Shift every point coordinate by 118 in the data below, from the line containing "Target: etched geometric pattern on glass" through the end of the data, both ends included. Rewrite each of those lines in order, adding 118 to both numbers in every coordinate pair and leaving all other lines unchanged.
● ● ● ● ●
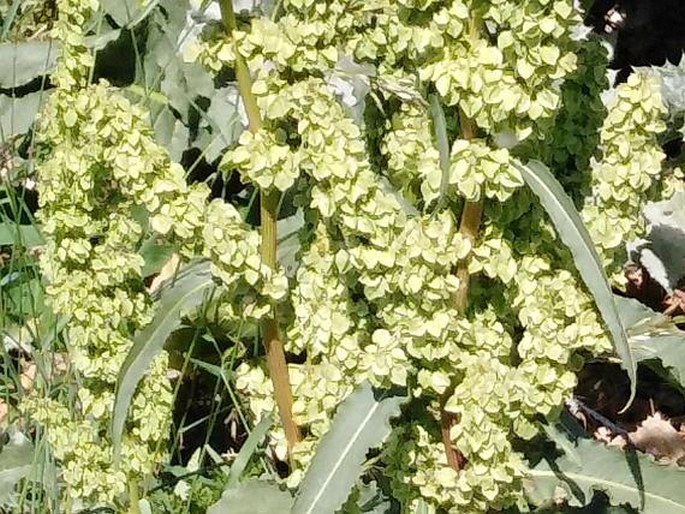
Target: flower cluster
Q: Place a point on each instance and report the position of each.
(623, 178)
(373, 298)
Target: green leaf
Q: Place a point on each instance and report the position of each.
(362, 422)
(252, 497)
(155, 256)
(16, 462)
(17, 114)
(249, 447)
(573, 233)
(423, 508)
(175, 298)
(128, 13)
(20, 63)
(652, 335)
(440, 129)
(288, 230)
(624, 475)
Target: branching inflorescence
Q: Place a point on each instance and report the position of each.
(376, 294)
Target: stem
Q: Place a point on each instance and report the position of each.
(133, 501)
(275, 355)
(468, 228)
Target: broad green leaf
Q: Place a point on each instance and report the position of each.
(253, 497)
(288, 230)
(573, 233)
(362, 422)
(249, 447)
(624, 475)
(440, 130)
(155, 256)
(175, 298)
(20, 63)
(11, 233)
(423, 508)
(16, 462)
(652, 335)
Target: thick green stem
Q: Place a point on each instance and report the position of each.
(275, 355)
(468, 228)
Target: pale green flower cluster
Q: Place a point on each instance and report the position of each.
(623, 179)
(373, 298)
(99, 163)
(104, 181)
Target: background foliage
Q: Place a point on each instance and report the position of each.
(432, 322)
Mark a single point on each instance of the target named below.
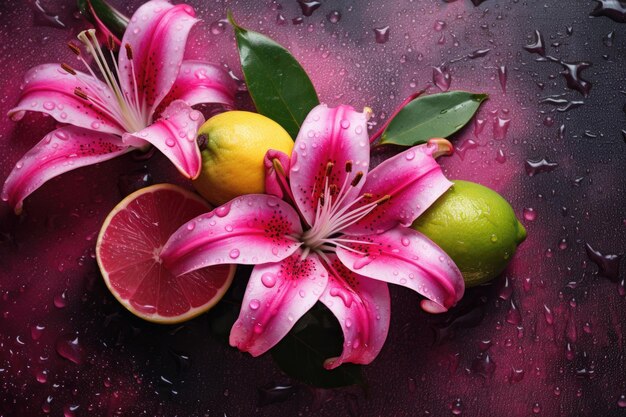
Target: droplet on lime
(476, 227)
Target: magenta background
(125, 364)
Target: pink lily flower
(144, 98)
(342, 237)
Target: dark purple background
(546, 339)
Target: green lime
(476, 227)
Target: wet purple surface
(547, 338)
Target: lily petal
(406, 257)
(275, 181)
(251, 229)
(363, 308)
(337, 135)
(200, 82)
(157, 34)
(413, 179)
(278, 294)
(49, 89)
(174, 134)
(59, 151)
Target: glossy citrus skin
(476, 227)
(232, 161)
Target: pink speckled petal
(362, 306)
(336, 135)
(157, 34)
(251, 229)
(49, 89)
(199, 82)
(278, 294)
(174, 134)
(275, 181)
(414, 181)
(59, 151)
(405, 257)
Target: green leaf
(278, 85)
(315, 338)
(434, 116)
(100, 12)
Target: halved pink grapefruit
(128, 254)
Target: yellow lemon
(476, 227)
(235, 144)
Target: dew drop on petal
(362, 262)
(195, 115)
(222, 210)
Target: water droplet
(536, 408)
(500, 128)
(442, 77)
(381, 34)
(548, 315)
(502, 77)
(500, 156)
(195, 115)
(69, 348)
(268, 279)
(613, 9)
(308, 7)
(530, 214)
(362, 262)
(534, 167)
(456, 407)
(36, 331)
(222, 211)
(218, 27)
(572, 73)
(60, 300)
(479, 53)
(608, 264)
(334, 16)
(537, 45)
(513, 316)
(42, 377)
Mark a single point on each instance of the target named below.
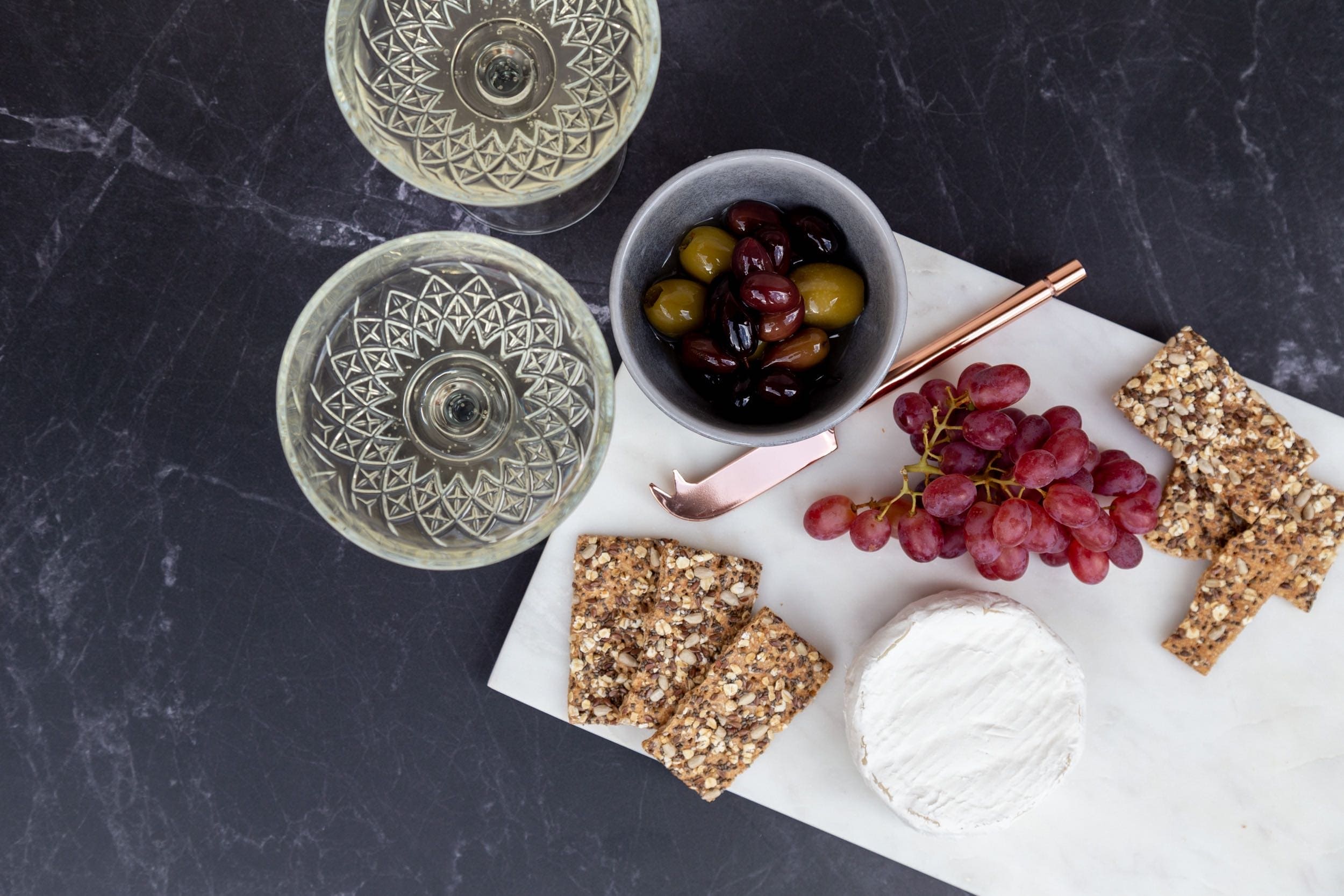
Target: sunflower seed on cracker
(1216, 424)
(1280, 554)
(757, 685)
(694, 614)
(614, 583)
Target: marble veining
(203, 690)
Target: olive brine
(754, 310)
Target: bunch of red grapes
(1000, 485)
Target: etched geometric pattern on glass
(413, 100)
(359, 431)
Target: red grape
(828, 518)
(1089, 567)
(913, 413)
(1035, 469)
(964, 381)
(1012, 521)
(1133, 513)
(1061, 537)
(1098, 535)
(1045, 534)
(1152, 491)
(1063, 417)
(1093, 457)
(1033, 432)
(939, 393)
(1082, 478)
(1127, 553)
(1011, 563)
(869, 532)
(920, 536)
(998, 388)
(1119, 477)
(1055, 559)
(953, 542)
(1070, 505)
(1070, 450)
(956, 520)
(980, 537)
(949, 494)
(990, 431)
(961, 457)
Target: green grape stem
(992, 478)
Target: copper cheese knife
(761, 469)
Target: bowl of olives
(759, 297)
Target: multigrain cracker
● ● ● ● ●
## [Solution for this task]
Target: etched geometric pattern on glass
(531, 218)
(477, 549)
Target: red grape
(946, 636)
(1207, 685)
(1031, 531)
(1153, 587)
(1082, 499)
(1130, 639)
(1251, 631)
(1179, 655)
(1216, 653)
(1163, 652)
(1270, 609)
(1181, 535)
(1211, 575)
(1151, 550)
(1057, 511)
(1200, 596)
(1245, 671)
(1129, 681)
(987, 650)
(1038, 654)
(1116, 506)
(1237, 595)
(1173, 677)
(1071, 660)
(1188, 623)
(1188, 568)
(1074, 638)
(1098, 655)
(1067, 612)
(1108, 549)
(1079, 575)
Target: green grape stem
(1110, 596)
Target: copper cheese knife
(879, 587)
Target: bowl of olives
(877, 415)
Target: multigrain cracker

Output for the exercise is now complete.